◆ WHAT NEEDS TO BE DONE ◆
Copy out exactly each line from the line with "Each instance of the white church" through the last line of the material below.

◆ DATA TO USE ◆
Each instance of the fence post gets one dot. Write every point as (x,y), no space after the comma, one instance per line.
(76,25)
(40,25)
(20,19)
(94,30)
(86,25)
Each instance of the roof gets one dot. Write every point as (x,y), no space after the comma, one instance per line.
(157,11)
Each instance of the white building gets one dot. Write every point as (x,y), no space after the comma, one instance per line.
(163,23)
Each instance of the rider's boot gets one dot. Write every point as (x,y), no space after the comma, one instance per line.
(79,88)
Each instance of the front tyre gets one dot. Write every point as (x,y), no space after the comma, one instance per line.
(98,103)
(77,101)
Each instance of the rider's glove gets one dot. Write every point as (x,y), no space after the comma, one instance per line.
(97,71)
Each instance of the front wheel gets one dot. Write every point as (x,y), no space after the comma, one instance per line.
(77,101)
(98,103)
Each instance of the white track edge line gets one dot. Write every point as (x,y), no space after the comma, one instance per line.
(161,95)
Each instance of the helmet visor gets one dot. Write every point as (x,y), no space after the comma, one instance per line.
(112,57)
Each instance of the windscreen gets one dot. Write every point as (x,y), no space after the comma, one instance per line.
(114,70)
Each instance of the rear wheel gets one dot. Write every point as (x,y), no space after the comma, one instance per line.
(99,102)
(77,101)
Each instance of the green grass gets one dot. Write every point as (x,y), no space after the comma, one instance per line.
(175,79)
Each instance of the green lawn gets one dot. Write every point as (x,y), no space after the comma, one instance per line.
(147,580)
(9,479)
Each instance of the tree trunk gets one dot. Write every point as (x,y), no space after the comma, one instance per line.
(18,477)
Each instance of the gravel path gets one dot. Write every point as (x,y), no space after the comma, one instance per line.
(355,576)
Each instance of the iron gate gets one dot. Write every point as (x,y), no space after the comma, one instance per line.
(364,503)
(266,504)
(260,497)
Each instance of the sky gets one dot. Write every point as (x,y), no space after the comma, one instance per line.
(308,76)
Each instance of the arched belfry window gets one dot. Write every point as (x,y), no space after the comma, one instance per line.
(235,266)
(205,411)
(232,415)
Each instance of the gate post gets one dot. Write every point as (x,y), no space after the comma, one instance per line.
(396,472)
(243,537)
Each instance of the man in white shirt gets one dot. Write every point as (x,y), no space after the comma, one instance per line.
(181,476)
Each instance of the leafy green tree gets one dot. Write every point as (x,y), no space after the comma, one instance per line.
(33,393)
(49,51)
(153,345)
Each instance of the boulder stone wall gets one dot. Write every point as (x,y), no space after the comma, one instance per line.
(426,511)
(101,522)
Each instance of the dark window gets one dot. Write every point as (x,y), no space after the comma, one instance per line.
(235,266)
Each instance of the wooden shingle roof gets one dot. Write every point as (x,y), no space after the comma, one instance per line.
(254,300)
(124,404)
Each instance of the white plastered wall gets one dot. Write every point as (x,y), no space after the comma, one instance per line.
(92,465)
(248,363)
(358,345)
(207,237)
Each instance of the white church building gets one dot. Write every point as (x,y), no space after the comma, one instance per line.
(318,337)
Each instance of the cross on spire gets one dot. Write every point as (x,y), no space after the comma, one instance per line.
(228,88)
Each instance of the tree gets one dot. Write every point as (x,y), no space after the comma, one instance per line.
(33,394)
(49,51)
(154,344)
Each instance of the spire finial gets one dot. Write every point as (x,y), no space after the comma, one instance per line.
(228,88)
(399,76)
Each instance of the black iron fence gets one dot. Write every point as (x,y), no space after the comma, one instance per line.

◆ COMPLETED EXERCISE ◆
Each instance of the white church building gets one dot. Write every point as (x,y), no space after the comma, one instance per line.
(318,337)
Each instance of the cross on spire gets one dot. Write every point as (x,y), no space after the comma, one instance per line.
(228,88)
Each instance of the tree gets one dot. Write every point as (x,y), no space after the comma, one instance per line.
(33,394)
(49,51)
(154,344)
Each instance of the spire finial gets one dot. Write every point as (x,y), no space after the comma, one instance per line.
(228,88)
(399,76)
Each instance of the black iron fence gets one dot. Write every point as (x,y), no space after the comma, one instance per line.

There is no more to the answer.